Questões a responder
#1 O texto sobre ativismo judicial confirma cada afirmação a seguir? (a) A judicialização da saúde é apresentada como exemplo de ingerência judicial. (b) A pílula do câncer só passou a ser concedida judicialmente depois de autorizada por lei. (c) O texto menciona o artigo 5º, inciso LVII, da Constituição. Responda sim ou não a cada uma e cite as palavras exatas do texto que decidem.
#2 No texto sobre ativismo judicial, que princípio constitucional é ferido quando pessoas com assessoria jurídica furam a fila do SUS?

Texto para leitura

+ + +

de seus membros, sedimenta-se um novo entendimento acerca do limite das suas competências,
bem como das suas interpretações jurídicas, já não tendo mais como pedra
angular a Constituição da República, mas sim diversos princípios imbuídos na
comunidade internacional, oriundos da declaração universal do direito dos
homens, como o da dignidade da pessoa humana, o da solidariedade, o da
igualdade. Desse modo, iniciam-se numerosos casos de ingerência judicial na
seara executiva e legislativa – travestidas sob o eufemismo de “ativismo
judicial” –,
impondo a estes poderes o acatamento de políticas públicas dos mais variados
tipos ou mesmo a suspensão de outras já tomadas, pelo simples argumento de
intérprete constitucional e tutor dos direitos fundamentais, numa clara afronta
à separação de poderes prescrita no arcabouço jurídico, usurpando para si
funções para as quais não foi eleito e nem será responsabilizado em caso de
fiasco e prejuízo à sociedade. Exemplo disso é a judicialização da saúde, por
meio da qual inúmeros pacientes entraram na justiça para garantir o recebimento
de remédios que estavam em processo de fornecimento ou foram negados, em consequência
disso surgiram três problemas graves para o sistema de saúde: a quantidade de
pessoas que por ter uma assessoria jurídica furam a fila do SUS, enquanto as demais
que não têm esse acesso têm que esperar mais tempo, mesmo que tenha solicitado
esse medicamento antes do paciente postulante, ferindo o princípio constitucional
da isonomia; deteriora-se mais ainda o precário orçamento dos sistemas
regionais de saúde, pois o gestor local é obrigado a atender uma demanda onde
muitas vezes não há receita para cobrir esse custo, culminando na falta de
medicamentos básicos como analgésicos para providenciar um tratamento oneroso,
sobrepondo os interesses individuais aos coletivos; por fim, o mais grave, é a
prescrição, por ordem judicial, de medicamentos que muitas vezes não possuem a homologação
da ANVISA, podendo acarretar sérios riscos à saúde do paciente, vide o caso da
pílula do câncer, que bem antes de ter sua autorização por lei – lamentada por
especialista –, já era concedida
judicialmente.
Sob outro prisma,
o ativismo judicial também abre nefastos precedentes para que o julgador se
arrogue de suas funções a fim de interpretar arbitrariamente as diversas normas
jurídicas conforme sua conveniência, valores ideológicos e até mesmo conforme o
clamor popular, ainda que num notório desvirtuamento do texto constitucional,
com uma hermenêutica bastante heterodoxa e questionável juridicamente; visando
solucionar impasses complexos com soluções simplórias, cujo objetivo principal
é construir uma boa imagem perante a opinião pública, como ocorreu com a
recente decisão do STF em declarar a constitucionalidade da execução da pena em
segunda instância, sendo que a Lei Maior é bem clara no seu artigo 5º, inciso
LVII, que “ninguém será considerado
culpado até o trânsito em julgado de sentença penal condenatória”, ou seja,
até a condenação em última instância, no caso o STF, ninguém poderia ser preso
durante o processo, com exceções já previstas na Constituição e no Código de
Processo Penal para evitar a impunidade. Mas, diante de uma comoção popular causada
pela corrupção que atingiu a alta cúpula do Executivo e do Legislativo, bem
como dirigentes de Estatais e Executivos do setor privado, então a maioria dos
ministros da suprema corte achou por bem dar uma outra interpretação a essa
previsão constitucional historicamente conquistada, deturpando sua essência protetora
da presunção de inocência. Entrando, inclusive, em contradição com uma das
pedras angulares que fundamentam o ativismo judicial: o princípio da dignidade
da pessoa humana.

+ + +

Material fornecido

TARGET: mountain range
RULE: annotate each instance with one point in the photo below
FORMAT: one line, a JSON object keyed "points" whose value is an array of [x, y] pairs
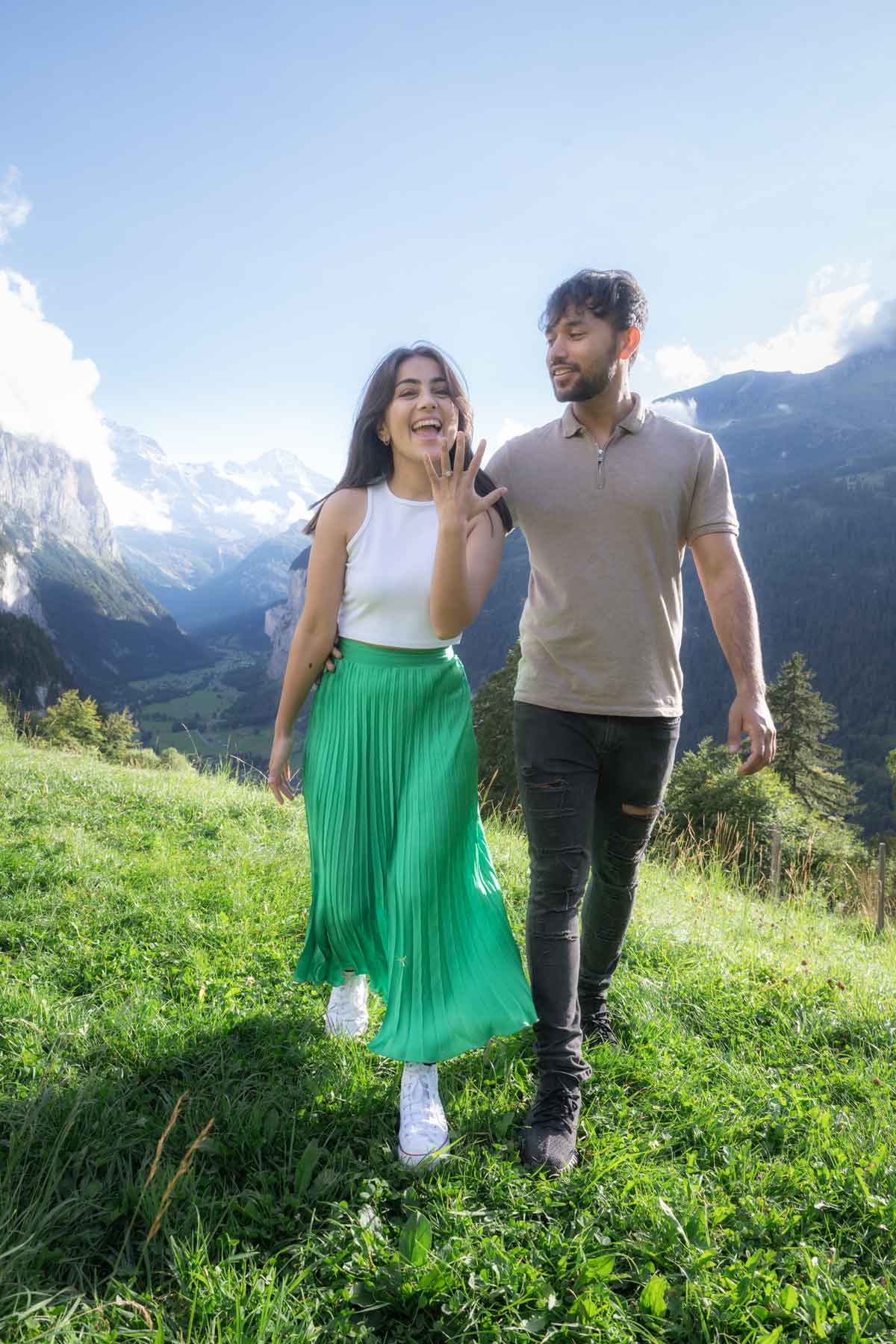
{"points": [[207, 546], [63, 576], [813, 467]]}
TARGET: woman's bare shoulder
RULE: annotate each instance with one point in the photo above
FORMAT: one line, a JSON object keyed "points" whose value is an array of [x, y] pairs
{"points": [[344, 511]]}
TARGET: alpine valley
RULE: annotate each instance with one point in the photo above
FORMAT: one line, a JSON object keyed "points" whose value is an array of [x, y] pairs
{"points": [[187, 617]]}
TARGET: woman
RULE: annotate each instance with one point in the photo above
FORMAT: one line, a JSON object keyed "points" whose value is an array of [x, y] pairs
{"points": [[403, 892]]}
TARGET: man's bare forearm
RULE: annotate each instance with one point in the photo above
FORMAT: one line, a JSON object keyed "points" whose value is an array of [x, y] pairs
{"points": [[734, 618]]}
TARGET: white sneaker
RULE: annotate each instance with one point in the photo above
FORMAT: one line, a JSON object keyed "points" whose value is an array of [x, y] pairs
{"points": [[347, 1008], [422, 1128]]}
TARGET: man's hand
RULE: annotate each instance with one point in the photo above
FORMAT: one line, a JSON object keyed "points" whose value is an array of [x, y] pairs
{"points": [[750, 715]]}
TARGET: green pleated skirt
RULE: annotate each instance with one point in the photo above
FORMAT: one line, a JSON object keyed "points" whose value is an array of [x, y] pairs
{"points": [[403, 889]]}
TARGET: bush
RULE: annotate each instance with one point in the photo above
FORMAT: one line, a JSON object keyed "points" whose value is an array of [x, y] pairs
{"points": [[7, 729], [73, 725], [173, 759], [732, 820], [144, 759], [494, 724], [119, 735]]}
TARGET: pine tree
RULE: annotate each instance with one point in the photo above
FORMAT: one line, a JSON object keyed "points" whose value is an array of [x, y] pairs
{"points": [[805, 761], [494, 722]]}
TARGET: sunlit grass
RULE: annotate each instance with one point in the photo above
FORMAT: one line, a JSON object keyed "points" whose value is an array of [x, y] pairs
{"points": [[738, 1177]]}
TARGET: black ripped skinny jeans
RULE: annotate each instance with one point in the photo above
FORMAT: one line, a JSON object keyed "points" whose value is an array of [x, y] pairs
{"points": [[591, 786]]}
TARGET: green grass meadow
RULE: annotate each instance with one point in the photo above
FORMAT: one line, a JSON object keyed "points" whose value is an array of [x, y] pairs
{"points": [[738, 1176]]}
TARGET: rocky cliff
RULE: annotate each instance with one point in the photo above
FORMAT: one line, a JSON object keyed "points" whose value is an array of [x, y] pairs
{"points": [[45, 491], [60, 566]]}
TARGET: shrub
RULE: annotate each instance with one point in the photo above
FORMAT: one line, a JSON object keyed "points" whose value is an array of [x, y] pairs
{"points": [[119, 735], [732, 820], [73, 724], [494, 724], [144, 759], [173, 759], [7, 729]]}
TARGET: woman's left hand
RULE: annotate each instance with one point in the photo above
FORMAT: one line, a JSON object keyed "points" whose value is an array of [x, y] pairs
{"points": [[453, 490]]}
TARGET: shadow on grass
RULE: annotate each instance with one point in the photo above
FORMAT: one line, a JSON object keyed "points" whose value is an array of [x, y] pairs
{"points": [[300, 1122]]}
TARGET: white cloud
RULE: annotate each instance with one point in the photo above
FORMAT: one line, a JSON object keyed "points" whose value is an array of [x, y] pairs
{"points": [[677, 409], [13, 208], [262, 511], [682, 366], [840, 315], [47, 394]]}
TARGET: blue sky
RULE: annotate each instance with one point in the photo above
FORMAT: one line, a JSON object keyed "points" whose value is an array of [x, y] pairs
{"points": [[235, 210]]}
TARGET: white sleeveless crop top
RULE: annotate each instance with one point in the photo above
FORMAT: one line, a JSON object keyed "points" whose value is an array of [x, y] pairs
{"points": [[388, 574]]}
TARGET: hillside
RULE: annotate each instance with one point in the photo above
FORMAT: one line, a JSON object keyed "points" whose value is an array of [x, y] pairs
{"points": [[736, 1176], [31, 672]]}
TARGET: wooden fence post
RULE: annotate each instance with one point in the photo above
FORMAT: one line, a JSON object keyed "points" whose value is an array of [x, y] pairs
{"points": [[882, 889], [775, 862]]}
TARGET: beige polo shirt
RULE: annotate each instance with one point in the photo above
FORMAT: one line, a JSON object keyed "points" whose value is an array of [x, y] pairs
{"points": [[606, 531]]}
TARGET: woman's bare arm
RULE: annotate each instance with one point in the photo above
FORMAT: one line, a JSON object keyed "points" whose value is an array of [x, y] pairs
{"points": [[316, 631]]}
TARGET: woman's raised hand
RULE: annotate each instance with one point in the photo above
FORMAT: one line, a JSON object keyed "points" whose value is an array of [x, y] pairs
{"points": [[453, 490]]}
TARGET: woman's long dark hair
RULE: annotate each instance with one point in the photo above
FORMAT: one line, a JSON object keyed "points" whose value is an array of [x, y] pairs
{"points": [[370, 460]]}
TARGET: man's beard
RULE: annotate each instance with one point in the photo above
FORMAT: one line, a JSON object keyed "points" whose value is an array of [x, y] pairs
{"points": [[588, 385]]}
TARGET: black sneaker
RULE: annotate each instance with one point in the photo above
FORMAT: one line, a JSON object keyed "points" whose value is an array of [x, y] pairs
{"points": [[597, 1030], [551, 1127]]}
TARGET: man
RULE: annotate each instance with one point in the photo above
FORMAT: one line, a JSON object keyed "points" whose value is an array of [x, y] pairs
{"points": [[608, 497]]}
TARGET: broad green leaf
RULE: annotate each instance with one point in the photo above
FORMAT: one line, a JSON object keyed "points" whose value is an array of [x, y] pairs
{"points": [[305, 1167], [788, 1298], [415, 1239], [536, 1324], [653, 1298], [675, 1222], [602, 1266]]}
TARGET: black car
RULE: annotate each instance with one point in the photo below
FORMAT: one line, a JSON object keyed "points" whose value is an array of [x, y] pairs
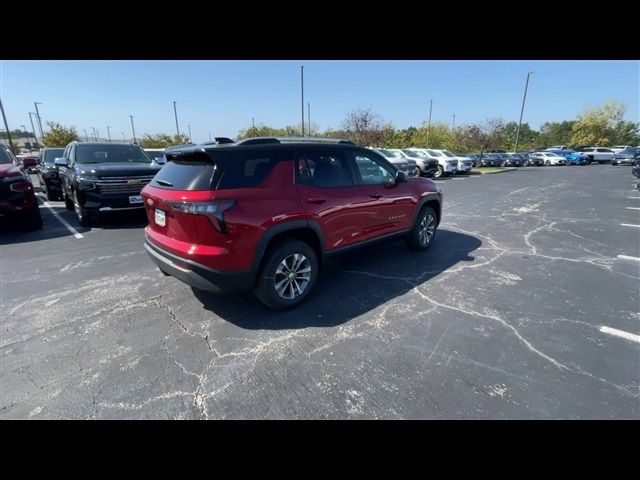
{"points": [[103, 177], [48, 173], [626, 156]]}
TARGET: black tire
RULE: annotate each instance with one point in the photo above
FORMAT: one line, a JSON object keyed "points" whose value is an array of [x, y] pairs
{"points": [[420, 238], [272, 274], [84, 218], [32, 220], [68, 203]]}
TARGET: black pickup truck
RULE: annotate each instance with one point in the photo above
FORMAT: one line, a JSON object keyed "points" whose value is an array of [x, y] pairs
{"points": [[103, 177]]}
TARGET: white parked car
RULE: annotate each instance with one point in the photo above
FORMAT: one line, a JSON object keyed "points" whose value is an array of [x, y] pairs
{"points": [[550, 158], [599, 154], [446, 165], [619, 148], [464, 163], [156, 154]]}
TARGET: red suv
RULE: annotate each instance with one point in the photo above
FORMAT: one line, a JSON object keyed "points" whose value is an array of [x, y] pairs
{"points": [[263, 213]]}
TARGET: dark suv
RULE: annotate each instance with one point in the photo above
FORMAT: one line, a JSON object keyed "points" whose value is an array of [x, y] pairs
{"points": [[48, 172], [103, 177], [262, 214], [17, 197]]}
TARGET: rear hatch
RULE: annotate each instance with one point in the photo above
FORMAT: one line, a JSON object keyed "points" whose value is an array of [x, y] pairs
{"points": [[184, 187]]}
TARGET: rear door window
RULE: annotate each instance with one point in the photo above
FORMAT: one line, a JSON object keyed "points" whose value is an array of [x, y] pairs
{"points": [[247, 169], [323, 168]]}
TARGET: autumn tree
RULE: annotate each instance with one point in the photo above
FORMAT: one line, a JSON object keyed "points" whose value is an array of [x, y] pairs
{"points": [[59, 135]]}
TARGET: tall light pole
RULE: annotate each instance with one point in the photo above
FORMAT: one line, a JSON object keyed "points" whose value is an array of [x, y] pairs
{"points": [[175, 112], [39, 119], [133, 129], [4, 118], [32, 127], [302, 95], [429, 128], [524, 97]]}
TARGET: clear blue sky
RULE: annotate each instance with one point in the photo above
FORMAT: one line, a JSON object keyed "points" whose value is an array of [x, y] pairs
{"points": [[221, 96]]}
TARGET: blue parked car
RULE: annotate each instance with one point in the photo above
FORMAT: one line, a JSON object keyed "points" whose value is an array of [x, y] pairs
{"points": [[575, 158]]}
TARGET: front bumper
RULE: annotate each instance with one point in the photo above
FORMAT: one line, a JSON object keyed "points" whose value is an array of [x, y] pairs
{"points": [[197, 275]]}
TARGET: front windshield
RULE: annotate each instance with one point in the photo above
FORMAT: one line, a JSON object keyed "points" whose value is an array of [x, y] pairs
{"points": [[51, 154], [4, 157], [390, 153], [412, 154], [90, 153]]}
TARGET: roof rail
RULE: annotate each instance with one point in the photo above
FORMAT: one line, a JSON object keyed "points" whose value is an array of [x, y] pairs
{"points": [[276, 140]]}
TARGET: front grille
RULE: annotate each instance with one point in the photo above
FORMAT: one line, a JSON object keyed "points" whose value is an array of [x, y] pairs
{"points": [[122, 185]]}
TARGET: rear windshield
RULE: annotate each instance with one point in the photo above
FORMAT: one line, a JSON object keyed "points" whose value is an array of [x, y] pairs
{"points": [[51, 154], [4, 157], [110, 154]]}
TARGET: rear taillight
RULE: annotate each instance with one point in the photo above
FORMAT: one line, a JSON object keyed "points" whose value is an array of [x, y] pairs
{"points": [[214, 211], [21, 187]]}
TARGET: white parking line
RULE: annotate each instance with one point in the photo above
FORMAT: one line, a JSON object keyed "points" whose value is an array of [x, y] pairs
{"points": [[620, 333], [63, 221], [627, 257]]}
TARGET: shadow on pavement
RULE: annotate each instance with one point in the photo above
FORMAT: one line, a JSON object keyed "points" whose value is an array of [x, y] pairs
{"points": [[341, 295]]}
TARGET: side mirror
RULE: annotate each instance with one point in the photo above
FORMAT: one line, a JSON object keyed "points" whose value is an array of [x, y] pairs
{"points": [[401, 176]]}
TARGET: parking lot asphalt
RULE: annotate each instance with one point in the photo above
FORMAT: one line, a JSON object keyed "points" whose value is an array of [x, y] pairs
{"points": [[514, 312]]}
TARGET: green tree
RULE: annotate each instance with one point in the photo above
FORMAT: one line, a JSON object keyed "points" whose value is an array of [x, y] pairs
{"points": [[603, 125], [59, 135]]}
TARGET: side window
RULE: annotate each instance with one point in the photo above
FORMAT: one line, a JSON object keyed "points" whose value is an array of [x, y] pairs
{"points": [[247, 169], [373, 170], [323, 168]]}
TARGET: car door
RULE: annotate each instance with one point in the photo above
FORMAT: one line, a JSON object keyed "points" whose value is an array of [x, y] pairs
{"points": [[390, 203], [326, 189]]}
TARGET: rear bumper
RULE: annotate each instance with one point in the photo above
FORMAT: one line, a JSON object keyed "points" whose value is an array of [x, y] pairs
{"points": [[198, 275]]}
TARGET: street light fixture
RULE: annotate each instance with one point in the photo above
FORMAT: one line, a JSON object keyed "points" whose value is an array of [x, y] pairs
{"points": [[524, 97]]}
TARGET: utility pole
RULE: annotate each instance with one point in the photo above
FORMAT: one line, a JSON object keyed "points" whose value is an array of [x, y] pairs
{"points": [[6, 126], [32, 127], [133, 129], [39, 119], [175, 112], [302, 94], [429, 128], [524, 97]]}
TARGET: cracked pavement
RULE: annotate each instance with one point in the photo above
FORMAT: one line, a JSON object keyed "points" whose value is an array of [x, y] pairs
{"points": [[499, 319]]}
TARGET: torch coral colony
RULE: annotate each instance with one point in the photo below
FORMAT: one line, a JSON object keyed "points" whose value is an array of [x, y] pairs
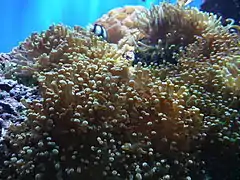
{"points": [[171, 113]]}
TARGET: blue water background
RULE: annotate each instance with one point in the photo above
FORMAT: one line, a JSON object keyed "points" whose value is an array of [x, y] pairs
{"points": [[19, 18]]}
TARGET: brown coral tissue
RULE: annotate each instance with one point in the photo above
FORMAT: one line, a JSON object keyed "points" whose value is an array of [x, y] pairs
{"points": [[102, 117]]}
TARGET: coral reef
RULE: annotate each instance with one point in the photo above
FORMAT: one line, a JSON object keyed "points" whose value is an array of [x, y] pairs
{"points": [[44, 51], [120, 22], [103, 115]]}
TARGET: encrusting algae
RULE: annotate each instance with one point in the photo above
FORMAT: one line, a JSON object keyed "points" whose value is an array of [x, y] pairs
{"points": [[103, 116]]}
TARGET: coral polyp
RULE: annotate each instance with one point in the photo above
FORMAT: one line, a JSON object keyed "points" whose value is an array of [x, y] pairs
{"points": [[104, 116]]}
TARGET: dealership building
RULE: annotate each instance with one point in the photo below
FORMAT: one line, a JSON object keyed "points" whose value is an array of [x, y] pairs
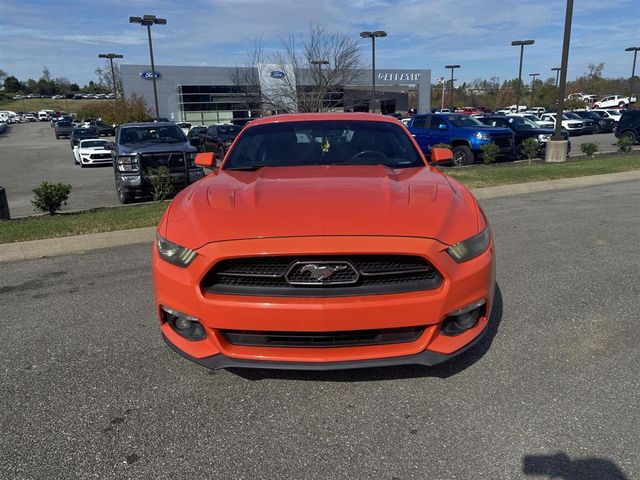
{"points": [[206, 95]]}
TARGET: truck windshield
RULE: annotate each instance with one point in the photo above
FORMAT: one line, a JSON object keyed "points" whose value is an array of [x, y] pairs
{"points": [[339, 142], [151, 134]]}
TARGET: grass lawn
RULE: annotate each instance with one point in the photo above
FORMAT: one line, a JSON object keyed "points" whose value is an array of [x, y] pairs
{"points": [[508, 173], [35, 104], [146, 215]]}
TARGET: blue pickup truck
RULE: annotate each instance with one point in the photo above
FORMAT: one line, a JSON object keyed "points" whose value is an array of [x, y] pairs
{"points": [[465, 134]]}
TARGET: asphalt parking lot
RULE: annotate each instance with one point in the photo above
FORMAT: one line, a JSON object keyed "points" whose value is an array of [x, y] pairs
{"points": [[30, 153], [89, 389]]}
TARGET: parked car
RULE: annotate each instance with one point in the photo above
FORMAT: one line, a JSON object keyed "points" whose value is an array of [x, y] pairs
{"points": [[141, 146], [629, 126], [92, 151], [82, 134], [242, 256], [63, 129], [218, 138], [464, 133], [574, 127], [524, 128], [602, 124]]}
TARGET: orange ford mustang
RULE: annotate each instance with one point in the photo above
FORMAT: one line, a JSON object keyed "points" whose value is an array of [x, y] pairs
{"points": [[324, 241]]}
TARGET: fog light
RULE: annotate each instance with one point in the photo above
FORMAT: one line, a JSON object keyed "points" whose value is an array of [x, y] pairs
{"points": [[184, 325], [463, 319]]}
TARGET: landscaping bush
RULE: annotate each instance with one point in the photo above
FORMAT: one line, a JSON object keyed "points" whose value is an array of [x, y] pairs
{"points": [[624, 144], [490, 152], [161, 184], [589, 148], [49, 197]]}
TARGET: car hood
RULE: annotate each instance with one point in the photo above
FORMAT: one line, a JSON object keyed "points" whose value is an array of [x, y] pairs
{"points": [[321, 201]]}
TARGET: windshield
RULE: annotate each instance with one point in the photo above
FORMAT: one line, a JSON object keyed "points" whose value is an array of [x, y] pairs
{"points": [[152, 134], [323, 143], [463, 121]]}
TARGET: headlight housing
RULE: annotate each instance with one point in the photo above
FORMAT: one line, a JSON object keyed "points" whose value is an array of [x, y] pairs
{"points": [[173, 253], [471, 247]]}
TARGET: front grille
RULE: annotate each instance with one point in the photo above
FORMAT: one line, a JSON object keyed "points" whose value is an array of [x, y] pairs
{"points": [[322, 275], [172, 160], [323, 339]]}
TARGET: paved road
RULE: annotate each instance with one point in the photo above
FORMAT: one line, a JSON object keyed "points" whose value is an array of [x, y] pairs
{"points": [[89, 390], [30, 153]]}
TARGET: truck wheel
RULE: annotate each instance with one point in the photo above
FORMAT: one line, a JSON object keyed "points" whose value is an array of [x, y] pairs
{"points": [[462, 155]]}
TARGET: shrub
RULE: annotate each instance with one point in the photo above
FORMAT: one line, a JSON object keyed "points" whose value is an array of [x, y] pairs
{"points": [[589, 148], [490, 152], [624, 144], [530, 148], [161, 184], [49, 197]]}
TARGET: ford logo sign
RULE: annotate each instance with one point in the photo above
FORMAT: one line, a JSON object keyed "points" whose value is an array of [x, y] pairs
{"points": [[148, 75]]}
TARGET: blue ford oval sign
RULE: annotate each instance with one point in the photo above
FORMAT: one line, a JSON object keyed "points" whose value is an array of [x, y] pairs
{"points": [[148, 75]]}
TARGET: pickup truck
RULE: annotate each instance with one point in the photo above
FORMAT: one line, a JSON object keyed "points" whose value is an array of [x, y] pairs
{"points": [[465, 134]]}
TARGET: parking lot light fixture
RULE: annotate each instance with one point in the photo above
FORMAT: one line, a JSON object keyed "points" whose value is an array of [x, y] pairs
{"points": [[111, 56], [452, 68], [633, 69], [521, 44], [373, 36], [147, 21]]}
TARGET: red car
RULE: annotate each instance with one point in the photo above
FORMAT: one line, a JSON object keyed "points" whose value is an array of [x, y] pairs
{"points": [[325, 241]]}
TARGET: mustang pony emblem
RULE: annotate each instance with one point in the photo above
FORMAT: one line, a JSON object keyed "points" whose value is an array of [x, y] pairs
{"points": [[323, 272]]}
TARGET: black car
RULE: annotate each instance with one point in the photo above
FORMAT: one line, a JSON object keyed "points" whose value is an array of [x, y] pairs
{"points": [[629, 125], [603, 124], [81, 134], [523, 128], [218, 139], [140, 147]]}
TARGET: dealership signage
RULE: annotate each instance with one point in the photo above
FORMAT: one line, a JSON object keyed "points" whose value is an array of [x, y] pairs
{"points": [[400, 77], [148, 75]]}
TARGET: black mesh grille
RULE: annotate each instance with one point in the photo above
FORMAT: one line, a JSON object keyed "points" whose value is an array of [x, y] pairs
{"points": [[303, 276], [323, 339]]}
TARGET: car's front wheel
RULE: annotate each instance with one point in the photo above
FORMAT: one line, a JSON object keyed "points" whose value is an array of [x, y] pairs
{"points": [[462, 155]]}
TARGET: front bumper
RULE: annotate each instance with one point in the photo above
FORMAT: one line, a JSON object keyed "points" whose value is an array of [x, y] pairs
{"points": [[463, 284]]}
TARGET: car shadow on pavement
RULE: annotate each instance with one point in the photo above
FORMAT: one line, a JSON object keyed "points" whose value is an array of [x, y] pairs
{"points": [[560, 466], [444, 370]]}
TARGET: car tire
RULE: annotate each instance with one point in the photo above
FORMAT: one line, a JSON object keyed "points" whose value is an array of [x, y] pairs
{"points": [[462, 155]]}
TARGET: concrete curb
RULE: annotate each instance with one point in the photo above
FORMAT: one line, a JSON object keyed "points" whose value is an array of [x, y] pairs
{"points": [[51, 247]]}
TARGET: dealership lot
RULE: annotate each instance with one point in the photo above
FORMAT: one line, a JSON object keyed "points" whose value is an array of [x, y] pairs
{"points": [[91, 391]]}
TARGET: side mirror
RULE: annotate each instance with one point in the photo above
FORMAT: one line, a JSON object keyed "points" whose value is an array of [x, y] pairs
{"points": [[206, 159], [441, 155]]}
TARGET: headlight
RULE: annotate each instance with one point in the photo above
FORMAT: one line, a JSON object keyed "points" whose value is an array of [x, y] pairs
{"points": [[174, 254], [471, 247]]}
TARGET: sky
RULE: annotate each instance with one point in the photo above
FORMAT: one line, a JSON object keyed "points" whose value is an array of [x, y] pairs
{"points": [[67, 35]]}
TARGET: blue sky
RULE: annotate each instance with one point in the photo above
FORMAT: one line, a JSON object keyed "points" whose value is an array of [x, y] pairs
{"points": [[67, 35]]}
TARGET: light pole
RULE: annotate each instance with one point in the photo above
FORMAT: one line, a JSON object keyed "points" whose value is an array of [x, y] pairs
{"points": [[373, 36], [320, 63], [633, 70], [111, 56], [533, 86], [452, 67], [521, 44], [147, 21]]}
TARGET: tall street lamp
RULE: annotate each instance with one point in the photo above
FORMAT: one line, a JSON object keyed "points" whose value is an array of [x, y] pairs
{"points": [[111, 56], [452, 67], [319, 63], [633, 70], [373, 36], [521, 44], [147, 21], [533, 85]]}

+ + +

Respostas em ordem
#1
(a) Sim: "Exemplo disso é a judicialização da saúde".
(b) Não: "bem antes de ter sua autorização por lei – lamentada por especialista –, já era concedida judicialmente".
(c) Sim: "a Lei Maior é bem clara no seu artigo 5º, inciso LVII".

#2 O princípio da isonomia.